--- Start Provided material ---

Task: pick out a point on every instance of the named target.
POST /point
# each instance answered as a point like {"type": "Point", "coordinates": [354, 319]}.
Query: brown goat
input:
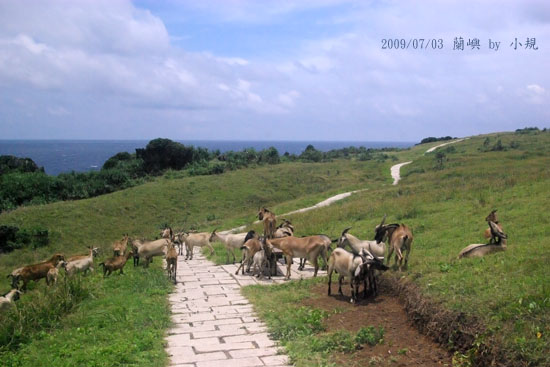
{"type": "Point", "coordinates": [172, 262]}
{"type": "Point", "coordinates": [399, 240]}
{"type": "Point", "coordinates": [250, 247]}
{"type": "Point", "coordinates": [309, 247]}
{"type": "Point", "coordinates": [120, 246]}
{"type": "Point", "coordinates": [38, 271]}
{"type": "Point", "coordinates": [269, 221]}
{"type": "Point", "coordinates": [115, 263]}
{"type": "Point", "coordinates": [492, 217]}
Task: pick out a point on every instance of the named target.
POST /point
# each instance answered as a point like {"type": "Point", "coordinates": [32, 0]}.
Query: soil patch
{"type": "Point", "coordinates": [403, 344]}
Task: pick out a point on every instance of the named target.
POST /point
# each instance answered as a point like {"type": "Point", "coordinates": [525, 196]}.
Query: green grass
{"type": "Point", "coordinates": [444, 205]}
{"type": "Point", "coordinates": [90, 321]}
{"type": "Point", "coordinates": [301, 330]}
{"type": "Point", "coordinates": [48, 331]}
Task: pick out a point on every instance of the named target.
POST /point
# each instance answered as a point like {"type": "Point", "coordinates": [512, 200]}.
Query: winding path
{"type": "Point", "coordinates": [395, 169]}
{"type": "Point", "coordinates": [214, 324]}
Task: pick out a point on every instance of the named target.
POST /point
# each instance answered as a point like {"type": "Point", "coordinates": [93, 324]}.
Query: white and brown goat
{"type": "Point", "coordinates": [148, 249]}
{"type": "Point", "coordinates": [81, 263]}
{"type": "Point", "coordinates": [192, 240]}
{"type": "Point", "coordinates": [357, 268]}
{"type": "Point", "coordinates": [115, 263]}
{"type": "Point", "coordinates": [7, 300]}
{"type": "Point", "coordinates": [356, 245]}
{"type": "Point", "coordinates": [310, 248]}
{"type": "Point", "coordinates": [399, 240]}
{"type": "Point", "coordinates": [120, 246]}
{"type": "Point", "coordinates": [37, 271]}
{"type": "Point", "coordinates": [172, 262]}
{"type": "Point", "coordinates": [231, 242]}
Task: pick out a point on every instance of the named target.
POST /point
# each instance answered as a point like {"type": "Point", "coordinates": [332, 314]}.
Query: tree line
{"type": "Point", "coordinates": [22, 182]}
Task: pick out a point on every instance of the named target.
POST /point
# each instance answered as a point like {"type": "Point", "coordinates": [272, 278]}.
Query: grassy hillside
{"type": "Point", "coordinates": [125, 316]}
{"type": "Point", "coordinates": [446, 205]}
{"type": "Point", "coordinates": [443, 198]}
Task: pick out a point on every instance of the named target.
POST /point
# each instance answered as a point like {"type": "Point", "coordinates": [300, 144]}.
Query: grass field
{"type": "Point", "coordinates": [200, 203]}
{"type": "Point", "coordinates": [444, 200]}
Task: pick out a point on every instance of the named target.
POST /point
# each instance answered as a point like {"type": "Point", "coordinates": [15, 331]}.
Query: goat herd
{"type": "Point", "coordinates": [259, 252]}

--- End Provided material ---

Stated goal. Find every line in the material above that has the word "goat" in it, and copy each of those lines.

Response.
Query: brown goat
Query: white and brown goat
Query: goat herd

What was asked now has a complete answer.